■ Instructions ■
1) Print the passage from the post about revolution between "So many interesting" and "of an organisation).", inclusive.
2) Answer these questions using the post about revolution:
(a) Which two groups does the post say use "revolution" as an empty expression in the same way?
(b) How long ago did someone point out the problem with his politics?
(c) What two stances are offered as examples of how dubious "least worst" can be?
3) Continue the post about revolution after its final sentence.

■ Selected excerpt ■
So many interesting assertions.."if, as an individual, you concern yourself mainly with revolution then you're bound to sound like a bit of a nutter, since it has no practical implications or concrete impact." Well, obviously if "revolution" is just one of those words saved for May Days and "more obscure texts and interviews" then obviously it does have "no practical implications or concrete impact" It's just an empty expression, in much the same way as when used by stalinists and trots. If the need for revolution is seen as absolutely integral to millions of people transforming their lives then it means rather more (whether you're an individual or part of an organisation).

As for reading the news and dissecting imperialist foreign policy, that's done by all sorts of commentators. You can be on the right or the left and still have all sorts of insights. What's significant is when connections are made between insights about the world, workers' struggles and the possibility of consciously destroying the system that has imperialism at it's heart. But, as someone pointed out 3 years ago, "there is a problem here with his politics in that he ends up advocating a sensible 'what you can do tomorrow' and a sensible 'the sort of world I'd like to see in the long term' but because he doesn't advocate any sort of bridge between these things he ends up going for least worst options in 'real world' politics." Except "least worst" can be pretty dubious, as in endorsing Kerry and supporting sanctions against Iraq. So even when he has an impact it's often just as one voice among many supporting leftist or liberal causes.

■ Rows ■
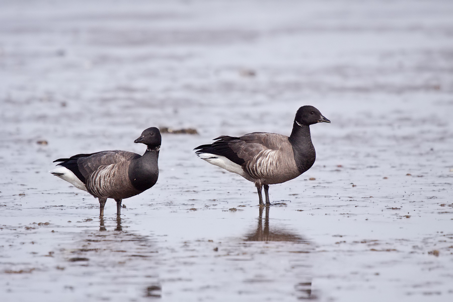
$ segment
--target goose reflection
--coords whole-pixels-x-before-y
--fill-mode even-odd
[[[104,216],[99,217],[99,231],[103,232],[107,231],[105,228],[104,221]],[[116,228],[115,231],[123,231],[123,227],[121,226],[121,216],[120,215],[116,215]]]
[[[293,242],[297,244],[302,244],[304,246],[307,246],[307,250],[304,248],[304,251],[300,251],[301,256],[297,257],[300,259],[303,262],[304,259],[307,258],[305,257],[308,257],[308,253],[312,250],[311,247],[311,243],[306,239],[304,239],[301,236],[297,235],[294,233],[285,230],[282,228],[278,228],[275,226],[271,226],[269,223],[269,206],[260,206],[259,208],[259,215],[258,218],[258,225],[256,228],[256,231],[254,233],[251,233],[246,235],[244,238],[244,241],[253,242],[253,241],[276,241],[280,242]],[[265,211],[264,218],[263,218],[263,212]],[[264,220],[264,221],[263,221]],[[295,263],[294,260],[292,260],[293,263]],[[299,264],[298,265],[300,265]],[[308,263],[304,264],[305,267],[310,266]],[[294,290],[295,291],[295,295],[298,300],[317,300],[318,297],[312,291],[312,278],[310,276],[307,276],[306,278],[302,278],[301,276],[299,276],[298,279],[299,279],[298,282],[294,285]],[[302,280],[300,280],[302,279]]]
[[[263,211],[265,209],[265,216],[263,225]],[[245,241],[295,241],[308,243],[301,237],[287,230],[271,228],[269,223],[269,206],[260,206],[258,218],[258,226],[254,233],[246,235]]]

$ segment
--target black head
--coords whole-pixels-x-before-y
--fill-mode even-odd
[[[161,132],[156,127],[152,127],[144,130],[141,132],[141,135],[134,140],[134,142],[141,142],[150,147],[160,146],[161,142]]]
[[[310,126],[322,122],[330,122],[330,121],[321,114],[319,110],[313,106],[303,106],[299,108],[296,112],[294,121],[299,126]]]

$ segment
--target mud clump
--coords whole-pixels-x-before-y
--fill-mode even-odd
[[[68,261],[70,262],[77,262],[78,261],[88,261],[90,260],[88,258],[82,258],[82,257],[75,257],[69,258],[67,260]]]
[[[435,256],[436,257],[439,257],[439,251],[437,250],[434,250],[434,251],[428,252],[428,254],[432,255],[433,256]]]
[[[145,296],[160,298],[160,292],[162,290],[162,288],[160,285],[150,285],[146,287],[146,293]]]

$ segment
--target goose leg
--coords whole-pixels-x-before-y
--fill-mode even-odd
[[[122,199],[115,199],[116,201],[116,214],[121,214],[121,201]]]
[[[260,185],[256,185],[256,189],[258,192],[258,198],[260,199],[260,205],[264,205],[264,203],[263,202],[263,195],[261,194],[261,190],[263,189],[263,186]]]
[[[99,197],[99,205],[101,206],[101,211],[99,213],[99,216],[104,216],[104,206],[105,205],[105,202],[107,201],[106,197]]]
[[[269,201],[269,185],[264,185],[264,195],[266,195],[266,205],[270,204],[270,201]]]

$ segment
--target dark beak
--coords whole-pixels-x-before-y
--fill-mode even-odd
[[[329,121],[328,119],[327,119],[327,118],[326,118],[326,117],[325,117],[324,115],[321,115],[321,118],[320,118],[320,119],[318,120],[318,123],[322,123],[323,122],[326,122],[326,123],[330,123],[330,121]]]
[[[139,137],[134,140],[134,142],[141,142],[142,141],[143,141],[143,135],[140,136]]]

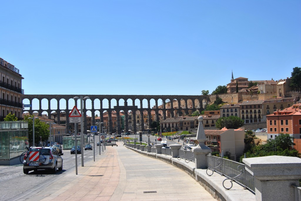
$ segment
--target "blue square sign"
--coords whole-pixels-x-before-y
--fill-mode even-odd
[[[91,132],[97,132],[97,126],[91,126]]]

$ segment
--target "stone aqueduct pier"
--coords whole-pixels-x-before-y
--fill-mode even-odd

■ Answers below ■
1)
So many interesting assertions.."if, as an individual, you concern yourself mainly with revolution then you're bound to sound like a bit of a nutter, since it has no practical implications or concrete impact." Well, obviously if "revolution" is just one of those words saved for May Days and "more obscure texts and interviews" then obviously it does have "no practical implications or concrete impact" It's just an empty expression, in much the same way as when used by stalinists and trots. If the need for revolution is seen as absolutely integral to millions of people transforming their lives then it means rather more (whether you're an individual or part of an organisation).

2)
(a) Stalinists and trots.
(b) 3 years ago.
(c) Endorsing Kerry and supporting sanctions against Iraq.

3)
Mind you, if there are "more obscure texts and interviews" in which Chomsky shows another side then it would be interesting to see them. Seriously. If something's obscured from view it should be brought into the light. For example, many people back in the 60s and 70s claimed to oppose the Vietnam war but in reality supported North Vietnamese state capitalism. Was that true of Chomsky? Or is it a slander? Certainly, coming a bit more up-to-date, the leftists that are the most ardent pro-Palestinians are very keen on Chomsky. That, in itself, is not an indication of either clarity or confusion. But is anyone suggesting that Chomsky has an internationalist approach to the Middle East situation? If there's evidence, it would be interesting to see.